╭─ LISTING

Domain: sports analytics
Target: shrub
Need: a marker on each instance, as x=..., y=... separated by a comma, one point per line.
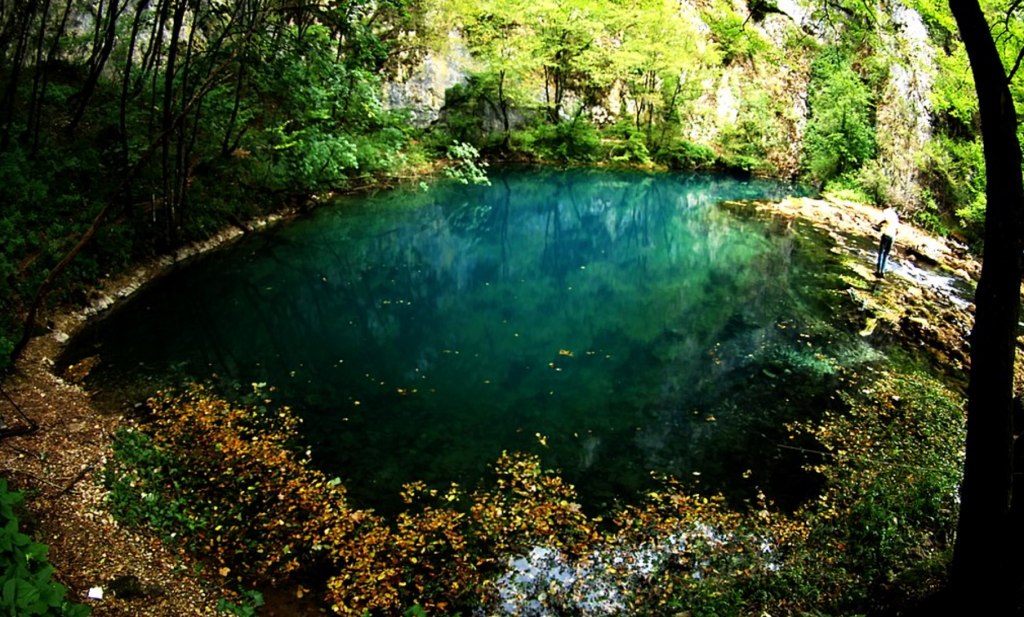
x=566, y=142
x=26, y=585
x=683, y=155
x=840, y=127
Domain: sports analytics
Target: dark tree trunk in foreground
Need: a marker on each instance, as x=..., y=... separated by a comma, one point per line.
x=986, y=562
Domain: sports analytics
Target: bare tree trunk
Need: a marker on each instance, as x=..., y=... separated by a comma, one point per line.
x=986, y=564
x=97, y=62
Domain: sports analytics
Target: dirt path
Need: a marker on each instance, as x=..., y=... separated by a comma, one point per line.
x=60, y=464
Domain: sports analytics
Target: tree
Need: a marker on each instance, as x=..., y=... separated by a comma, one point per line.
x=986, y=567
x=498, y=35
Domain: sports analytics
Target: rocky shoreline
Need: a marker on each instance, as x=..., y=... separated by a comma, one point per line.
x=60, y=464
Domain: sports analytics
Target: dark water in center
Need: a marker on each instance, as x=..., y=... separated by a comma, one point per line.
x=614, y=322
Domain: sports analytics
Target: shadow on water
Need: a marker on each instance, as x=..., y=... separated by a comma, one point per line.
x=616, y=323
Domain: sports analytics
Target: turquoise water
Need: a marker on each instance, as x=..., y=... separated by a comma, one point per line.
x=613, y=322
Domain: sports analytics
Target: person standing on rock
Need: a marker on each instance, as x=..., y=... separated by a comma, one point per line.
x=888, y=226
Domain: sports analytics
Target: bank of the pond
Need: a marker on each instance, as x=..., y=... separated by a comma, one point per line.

╰─
╭─ LISTING

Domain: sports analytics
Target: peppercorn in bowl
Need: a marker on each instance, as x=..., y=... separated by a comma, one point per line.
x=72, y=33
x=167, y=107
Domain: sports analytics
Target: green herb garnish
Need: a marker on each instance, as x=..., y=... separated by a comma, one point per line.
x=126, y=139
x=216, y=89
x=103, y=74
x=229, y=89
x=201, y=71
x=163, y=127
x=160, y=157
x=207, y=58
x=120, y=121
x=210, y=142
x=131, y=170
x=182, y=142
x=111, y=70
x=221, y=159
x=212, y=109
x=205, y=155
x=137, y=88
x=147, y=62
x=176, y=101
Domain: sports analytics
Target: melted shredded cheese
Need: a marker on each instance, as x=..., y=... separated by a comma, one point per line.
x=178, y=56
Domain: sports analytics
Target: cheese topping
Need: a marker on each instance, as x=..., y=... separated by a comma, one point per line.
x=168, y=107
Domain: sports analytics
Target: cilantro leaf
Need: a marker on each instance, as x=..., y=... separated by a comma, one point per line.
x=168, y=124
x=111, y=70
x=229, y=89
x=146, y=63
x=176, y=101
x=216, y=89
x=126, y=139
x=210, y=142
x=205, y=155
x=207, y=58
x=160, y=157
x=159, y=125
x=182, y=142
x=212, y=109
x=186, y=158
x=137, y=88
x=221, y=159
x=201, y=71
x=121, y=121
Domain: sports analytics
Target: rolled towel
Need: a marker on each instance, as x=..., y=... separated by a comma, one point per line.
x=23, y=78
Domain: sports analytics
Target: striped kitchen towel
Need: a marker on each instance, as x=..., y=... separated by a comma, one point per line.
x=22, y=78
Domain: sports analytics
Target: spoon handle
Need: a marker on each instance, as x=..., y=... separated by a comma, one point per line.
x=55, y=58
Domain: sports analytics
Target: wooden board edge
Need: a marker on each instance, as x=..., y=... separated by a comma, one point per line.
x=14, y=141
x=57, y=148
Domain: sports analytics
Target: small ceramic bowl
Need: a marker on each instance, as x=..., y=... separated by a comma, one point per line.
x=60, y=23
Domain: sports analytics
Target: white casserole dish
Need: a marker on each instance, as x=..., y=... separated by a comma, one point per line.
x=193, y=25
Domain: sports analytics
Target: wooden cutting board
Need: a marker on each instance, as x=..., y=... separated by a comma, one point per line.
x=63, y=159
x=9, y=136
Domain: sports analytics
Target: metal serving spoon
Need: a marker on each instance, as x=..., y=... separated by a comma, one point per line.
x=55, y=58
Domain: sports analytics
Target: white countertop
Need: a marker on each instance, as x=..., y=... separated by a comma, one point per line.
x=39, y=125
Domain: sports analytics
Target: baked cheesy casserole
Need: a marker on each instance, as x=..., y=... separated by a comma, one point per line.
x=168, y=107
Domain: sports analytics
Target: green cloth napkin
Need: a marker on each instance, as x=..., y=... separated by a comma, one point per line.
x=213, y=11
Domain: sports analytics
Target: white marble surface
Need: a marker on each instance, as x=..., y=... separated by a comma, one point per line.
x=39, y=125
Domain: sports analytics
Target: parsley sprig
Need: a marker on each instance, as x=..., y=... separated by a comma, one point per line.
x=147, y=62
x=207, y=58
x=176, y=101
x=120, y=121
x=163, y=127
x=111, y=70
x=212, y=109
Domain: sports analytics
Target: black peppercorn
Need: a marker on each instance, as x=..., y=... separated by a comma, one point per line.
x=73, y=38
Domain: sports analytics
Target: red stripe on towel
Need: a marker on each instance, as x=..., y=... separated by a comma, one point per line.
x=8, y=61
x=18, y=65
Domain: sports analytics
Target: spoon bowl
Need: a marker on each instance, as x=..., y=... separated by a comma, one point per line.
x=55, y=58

╰─
╭─ LISTING

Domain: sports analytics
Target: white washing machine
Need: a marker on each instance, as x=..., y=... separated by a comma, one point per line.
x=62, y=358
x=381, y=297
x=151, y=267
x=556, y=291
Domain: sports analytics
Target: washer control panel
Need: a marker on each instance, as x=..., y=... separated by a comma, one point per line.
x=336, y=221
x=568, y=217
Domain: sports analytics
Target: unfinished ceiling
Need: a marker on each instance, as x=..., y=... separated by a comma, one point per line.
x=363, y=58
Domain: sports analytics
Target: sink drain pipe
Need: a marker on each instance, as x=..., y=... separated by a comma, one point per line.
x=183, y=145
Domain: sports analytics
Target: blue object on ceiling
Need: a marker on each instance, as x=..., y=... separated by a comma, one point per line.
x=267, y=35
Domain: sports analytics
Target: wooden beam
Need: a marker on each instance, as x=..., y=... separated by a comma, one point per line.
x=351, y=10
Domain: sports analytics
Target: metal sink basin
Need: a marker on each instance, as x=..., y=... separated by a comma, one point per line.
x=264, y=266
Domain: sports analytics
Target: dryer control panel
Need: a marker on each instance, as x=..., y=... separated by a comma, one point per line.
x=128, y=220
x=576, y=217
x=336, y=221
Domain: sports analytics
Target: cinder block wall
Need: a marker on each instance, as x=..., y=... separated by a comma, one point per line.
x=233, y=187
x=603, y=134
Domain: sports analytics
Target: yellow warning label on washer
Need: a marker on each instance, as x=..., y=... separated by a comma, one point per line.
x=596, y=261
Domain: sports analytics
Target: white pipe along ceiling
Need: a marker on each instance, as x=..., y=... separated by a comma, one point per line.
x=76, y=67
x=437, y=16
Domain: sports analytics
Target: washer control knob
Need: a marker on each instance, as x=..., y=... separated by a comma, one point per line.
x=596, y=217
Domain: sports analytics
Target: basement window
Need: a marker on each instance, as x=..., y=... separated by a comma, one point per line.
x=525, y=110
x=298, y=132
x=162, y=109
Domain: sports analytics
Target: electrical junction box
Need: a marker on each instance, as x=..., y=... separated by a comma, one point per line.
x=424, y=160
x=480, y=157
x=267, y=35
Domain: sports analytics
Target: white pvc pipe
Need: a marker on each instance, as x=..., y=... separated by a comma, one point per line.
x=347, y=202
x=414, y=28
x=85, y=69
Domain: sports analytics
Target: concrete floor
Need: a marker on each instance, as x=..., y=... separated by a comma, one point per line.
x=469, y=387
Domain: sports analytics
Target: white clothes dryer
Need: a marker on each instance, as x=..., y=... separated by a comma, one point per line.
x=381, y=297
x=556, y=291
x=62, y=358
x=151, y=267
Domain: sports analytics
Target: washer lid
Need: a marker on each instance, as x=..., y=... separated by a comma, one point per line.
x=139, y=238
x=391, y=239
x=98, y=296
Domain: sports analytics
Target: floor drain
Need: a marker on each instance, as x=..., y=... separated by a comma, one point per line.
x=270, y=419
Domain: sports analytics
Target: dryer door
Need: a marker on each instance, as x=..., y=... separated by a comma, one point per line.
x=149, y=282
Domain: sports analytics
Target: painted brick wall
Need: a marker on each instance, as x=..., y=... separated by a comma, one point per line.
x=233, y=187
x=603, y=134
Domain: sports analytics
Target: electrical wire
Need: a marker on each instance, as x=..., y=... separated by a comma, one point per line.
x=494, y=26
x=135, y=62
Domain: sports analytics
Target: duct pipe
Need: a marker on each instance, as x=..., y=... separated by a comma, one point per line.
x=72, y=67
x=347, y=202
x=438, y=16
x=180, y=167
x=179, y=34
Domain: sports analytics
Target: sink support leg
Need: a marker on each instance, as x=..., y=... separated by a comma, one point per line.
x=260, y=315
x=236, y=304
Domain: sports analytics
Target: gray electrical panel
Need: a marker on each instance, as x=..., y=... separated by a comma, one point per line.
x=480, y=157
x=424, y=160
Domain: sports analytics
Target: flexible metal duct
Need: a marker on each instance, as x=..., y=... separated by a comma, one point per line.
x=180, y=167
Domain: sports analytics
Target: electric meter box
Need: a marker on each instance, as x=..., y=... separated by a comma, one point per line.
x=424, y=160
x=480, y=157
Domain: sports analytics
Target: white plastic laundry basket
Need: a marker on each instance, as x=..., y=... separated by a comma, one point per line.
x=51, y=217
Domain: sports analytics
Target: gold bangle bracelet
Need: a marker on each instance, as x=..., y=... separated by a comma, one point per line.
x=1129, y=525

╰─

WRITTEN REQUEST =>
Collect every line in the items above that contains the word "wall" and copy each one out in full.

FINISHED ANSWER =>
Target: cinder block wall
Target: painted brick wall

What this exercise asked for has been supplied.